SET PROBLEM:
Starting at the first line of the entries and stopping after the line that contains "point(360, 409)", rewrite those lines with the requests included. Offset every coordinate in the answers by -38.

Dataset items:

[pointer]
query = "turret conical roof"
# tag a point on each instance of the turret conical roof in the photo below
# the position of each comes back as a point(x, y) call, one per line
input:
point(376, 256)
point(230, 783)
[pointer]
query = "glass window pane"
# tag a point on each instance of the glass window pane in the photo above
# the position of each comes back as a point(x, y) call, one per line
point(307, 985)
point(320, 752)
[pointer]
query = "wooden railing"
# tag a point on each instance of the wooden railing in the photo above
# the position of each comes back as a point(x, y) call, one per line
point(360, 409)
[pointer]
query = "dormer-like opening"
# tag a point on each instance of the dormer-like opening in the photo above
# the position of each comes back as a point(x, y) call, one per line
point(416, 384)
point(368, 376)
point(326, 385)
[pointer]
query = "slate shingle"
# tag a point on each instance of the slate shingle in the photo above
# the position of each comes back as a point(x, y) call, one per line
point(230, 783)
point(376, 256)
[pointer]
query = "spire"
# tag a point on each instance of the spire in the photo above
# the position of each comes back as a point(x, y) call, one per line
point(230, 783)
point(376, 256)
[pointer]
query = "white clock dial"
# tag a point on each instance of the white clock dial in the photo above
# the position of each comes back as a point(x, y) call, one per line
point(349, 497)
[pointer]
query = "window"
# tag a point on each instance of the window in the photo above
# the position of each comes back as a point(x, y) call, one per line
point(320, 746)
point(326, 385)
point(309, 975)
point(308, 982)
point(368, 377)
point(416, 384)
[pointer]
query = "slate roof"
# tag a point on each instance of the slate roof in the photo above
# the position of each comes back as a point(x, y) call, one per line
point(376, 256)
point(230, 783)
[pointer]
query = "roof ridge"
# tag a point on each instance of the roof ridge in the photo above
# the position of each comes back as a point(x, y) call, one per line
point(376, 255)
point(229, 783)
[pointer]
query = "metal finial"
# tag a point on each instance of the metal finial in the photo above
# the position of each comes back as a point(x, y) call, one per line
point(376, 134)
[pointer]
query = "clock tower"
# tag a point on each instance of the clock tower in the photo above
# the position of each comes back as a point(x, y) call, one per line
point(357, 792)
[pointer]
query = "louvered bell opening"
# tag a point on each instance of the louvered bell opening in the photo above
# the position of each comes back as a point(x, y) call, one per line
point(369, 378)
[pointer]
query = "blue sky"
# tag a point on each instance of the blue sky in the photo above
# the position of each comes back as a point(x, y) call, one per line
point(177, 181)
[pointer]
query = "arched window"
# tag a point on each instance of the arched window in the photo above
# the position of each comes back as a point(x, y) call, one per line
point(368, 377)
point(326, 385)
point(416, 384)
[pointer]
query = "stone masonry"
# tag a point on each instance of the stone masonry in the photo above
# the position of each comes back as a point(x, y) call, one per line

THE SOLUTION:
[pointer]
query = "turret conical roof"
# tag a point on each instance of the turret conical roof in the photo below
# the position of each comes back as a point(x, y) call, one per line
input:
point(338, 218)
point(192, 745)
[pointer]
query = "glass window pane"
# tag a point on each instance of the glass window pane in the photo above
# the position of each comes back as a point(x, y) call, one per line
point(269, 947)
point(282, 714)
[pointer]
query = "wooden railing"
# tag a point on each instance of the wooden railing in the photo above
# the position of each comes back as a point(x, y) call, one per line
point(322, 371)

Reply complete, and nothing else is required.